▶ **PROBLEM TO SOLVE**:
Retype the whole listing below, character for character.

Data extracted from a collection

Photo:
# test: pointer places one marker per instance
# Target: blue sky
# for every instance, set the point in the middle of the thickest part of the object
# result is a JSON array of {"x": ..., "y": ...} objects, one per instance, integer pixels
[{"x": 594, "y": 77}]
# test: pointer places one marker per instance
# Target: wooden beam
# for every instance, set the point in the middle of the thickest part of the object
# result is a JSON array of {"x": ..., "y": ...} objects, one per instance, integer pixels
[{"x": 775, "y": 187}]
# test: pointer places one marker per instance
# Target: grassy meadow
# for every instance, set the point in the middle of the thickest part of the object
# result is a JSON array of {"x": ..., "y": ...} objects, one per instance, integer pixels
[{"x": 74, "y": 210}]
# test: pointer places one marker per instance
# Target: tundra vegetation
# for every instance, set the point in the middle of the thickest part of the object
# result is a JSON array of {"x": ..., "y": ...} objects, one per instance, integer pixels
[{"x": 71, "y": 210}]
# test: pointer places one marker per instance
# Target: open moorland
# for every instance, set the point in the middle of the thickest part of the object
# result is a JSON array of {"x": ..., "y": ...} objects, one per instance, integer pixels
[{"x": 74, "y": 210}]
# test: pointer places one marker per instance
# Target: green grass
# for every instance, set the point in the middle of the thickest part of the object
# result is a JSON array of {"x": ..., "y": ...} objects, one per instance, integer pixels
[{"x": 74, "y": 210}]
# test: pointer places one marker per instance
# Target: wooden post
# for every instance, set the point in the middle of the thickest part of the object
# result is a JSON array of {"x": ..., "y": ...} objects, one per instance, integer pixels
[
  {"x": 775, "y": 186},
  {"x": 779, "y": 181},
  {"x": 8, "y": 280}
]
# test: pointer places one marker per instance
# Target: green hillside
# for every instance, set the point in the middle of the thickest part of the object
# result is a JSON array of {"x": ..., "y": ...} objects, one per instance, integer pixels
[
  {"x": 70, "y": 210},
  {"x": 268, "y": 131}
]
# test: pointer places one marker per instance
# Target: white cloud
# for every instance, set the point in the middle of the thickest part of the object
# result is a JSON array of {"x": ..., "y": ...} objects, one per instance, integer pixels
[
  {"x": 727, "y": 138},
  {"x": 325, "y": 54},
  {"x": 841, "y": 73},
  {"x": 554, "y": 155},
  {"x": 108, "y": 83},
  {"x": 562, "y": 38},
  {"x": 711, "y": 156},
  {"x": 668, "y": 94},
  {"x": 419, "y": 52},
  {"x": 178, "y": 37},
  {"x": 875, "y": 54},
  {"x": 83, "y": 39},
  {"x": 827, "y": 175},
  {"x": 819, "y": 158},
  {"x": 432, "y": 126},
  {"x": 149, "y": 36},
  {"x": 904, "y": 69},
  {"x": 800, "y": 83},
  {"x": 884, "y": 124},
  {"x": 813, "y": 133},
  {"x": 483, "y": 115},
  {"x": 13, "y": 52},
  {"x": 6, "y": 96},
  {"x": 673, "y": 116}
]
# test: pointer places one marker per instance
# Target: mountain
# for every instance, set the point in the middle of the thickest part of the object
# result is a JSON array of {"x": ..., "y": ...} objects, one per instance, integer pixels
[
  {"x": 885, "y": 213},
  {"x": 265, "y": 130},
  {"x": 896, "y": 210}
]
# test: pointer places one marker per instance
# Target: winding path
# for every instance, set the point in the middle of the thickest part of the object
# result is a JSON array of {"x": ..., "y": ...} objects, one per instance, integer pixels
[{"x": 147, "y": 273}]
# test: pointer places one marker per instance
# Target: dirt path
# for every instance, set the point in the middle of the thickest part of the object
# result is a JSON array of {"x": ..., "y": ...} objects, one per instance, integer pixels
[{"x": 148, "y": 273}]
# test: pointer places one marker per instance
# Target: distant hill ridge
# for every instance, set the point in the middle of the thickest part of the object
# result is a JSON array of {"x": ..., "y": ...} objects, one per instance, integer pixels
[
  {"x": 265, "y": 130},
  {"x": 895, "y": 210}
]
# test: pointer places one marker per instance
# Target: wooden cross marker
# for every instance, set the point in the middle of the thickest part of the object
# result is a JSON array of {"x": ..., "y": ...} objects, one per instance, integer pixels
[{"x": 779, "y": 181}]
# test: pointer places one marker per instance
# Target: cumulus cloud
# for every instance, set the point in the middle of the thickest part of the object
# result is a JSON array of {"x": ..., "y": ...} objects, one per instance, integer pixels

▶ **EXERCISE RESPONSE**:
Photo:
# test: pointer places one marker per instance
# Target: blue sky
# for every instance, set the point in the middle of the thickest part of the object
# result is a JSON array of {"x": ..., "y": ...} objects, one per instance, integer pixels
[{"x": 594, "y": 77}]
# test: pointer places one marker per instance
# Target: wooden beam
# for every instance, set the point in the middle of the thickest part of the object
# result is a JSON array of {"x": ..., "y": ...} objects, one per instance, integer pixels
[{"x": 775, "y": 187}]
# test: pointer places one marker per instance
# Target: grassy meadow
# for every instance, set the point in the middle of the thickest part of the object
# result is a JSON array of {"x": ..., "y": ...} objects, one per instance, integer pixels
[{"x": 74, "y": 210}]
# test: pointer places one marker per instance
# Target: tundra vegetation
# for every instance, set the point in the middle of the thickest part of the object
# result is a JSON array of {"x": ..., "y": ...} objects, one per instance, integer pixels
[{"x": 71, "y": 210}]
# test: pointer places one marker per instance
# Target: open moorland
# for every instance, set the point in the middle of the thickest part of the object
# result is a JSON array of {"x": ..., "y": ...} objects, one per instance, integer pixels
[{"x": 74, "y": 210}]
# test: pointer places one marker per instance
# Target: green grass
# for every instance, set the point in the middle of the thickest part of the object
# result is a JSON array of {"x": ..., "y": ...} objects, one per instance, integer pixels
[{"x": 74, "y": 210}]
# test: pointer places one marker per instance
# Target: wooden post
# for every instance, set the point in the middle of the thickest part of the object
# result is a JSON array of {"x": ..., "y": ...} objects, one per instance, integer pixels
[
  {"x": 775, "y": 186},
  {"x": 779, "y": 181},
  {"x": 8, "y": 280}
]
# test: pointer places one marker per instance
# Target: green hillside
# for every instance, set the point in the middle of the thickest part of the object
# result is a JSON array of {"x": ..., "y": ...} objects, one per instance, integer pixels
[
  {"x": 70, "y": 210},
  {"x": 268, "y": 131}
]
# test: pointer places one marker per instance
# Target: white cloud
# for every instance, set the point in the middle of the thickest part of the object
# result is a JSON array of {"x": ..., "y": ...} objects, one per instance, integer pixels
[
  {"x": 727, "y": 138},
  {"x": 325, "y": 54},
  {"x": 841, "y": 73},
  {"x": 554, "y": 155},
  {"x": 108, "y": 83},
  {"x": 562, "y": 38},
  {"x": 711, "y": 156},
  {"x": 668, "y": 94},
  {"x": 419, "y": 52},
  {"x": 178, "y": 37},
  {"x": 875, "y": 54},
  {"x": 83, "y": 39},
  {"x": 827, "y": 175},
  {"x": 819, "y": 158},
  {"x": 432, "y": 126},
  {"x": 149, "y": 36},
  {"x": 904, "y": 69},
  {"x": 800, "y": 83},
  {"x": 884, "y": 124},
  {"x": 813, "y": 133},
  {"x": 483, "y": 115},
  {"x": 13, "y": 52},
  {"x": 6, "y": 96},
  {"x": 673, "y": 116}
]
# test: pointer places one marker per instance
# Target: mountain
# for every instance, set the point in the middle of the thickest part of the object
# result is a JSON array of {"x": ..., "y": ...} objects, one per instance, integer pixels
[
  {"x": 885, "y": 213},
  {"x": 265, "y": 130},
  {"x": 896, "y": 210}
]
# test: pointer places one marker per instance
# Target: winding path
# for every instance, set the point in the middle of the thickest part of the object
# result is a JSON array of {"x": ..., "y": ...} objects, one per instance, integer pixels
[{"x": 147, "y": 273}]
# test: pointer places one marker per instance
# Target: dirt path
# for every instance, set the point in the middle of the thickest part of the object
# result is a JSON array of {"x": ..., "y": ...} objects, one per instance, integer pixels
[{"x": 148, "y": 273}]
# test: pointer places one marker per instance
# Target: distant hill ridge
# for every instance, set the point in the middle of the thickest part of the object
# result is a JSON array of {"x": ..., "y": ...} objects, one per instance, integer pixels
[
  {"x": 265, "y": 130},
  {"x": 895, "y": 210}
]
# test: pointer places one marker per instance
# Target: wooden cross marker
# for every instance, set the point in the middle of the thickest part of the object
# result is a JSON array of {"x": ..., "y": ...} objects, one per instance, integer pixels
[{"x": 779, "y": 181}]
# test: pointer places one marker per instance
# Target: cumulus cloud
# for every instance, set the point in the middle of the thickest part of the object
# result is a JSON array of {"x": ..., "y": ...} objects, one per instance, integer pixels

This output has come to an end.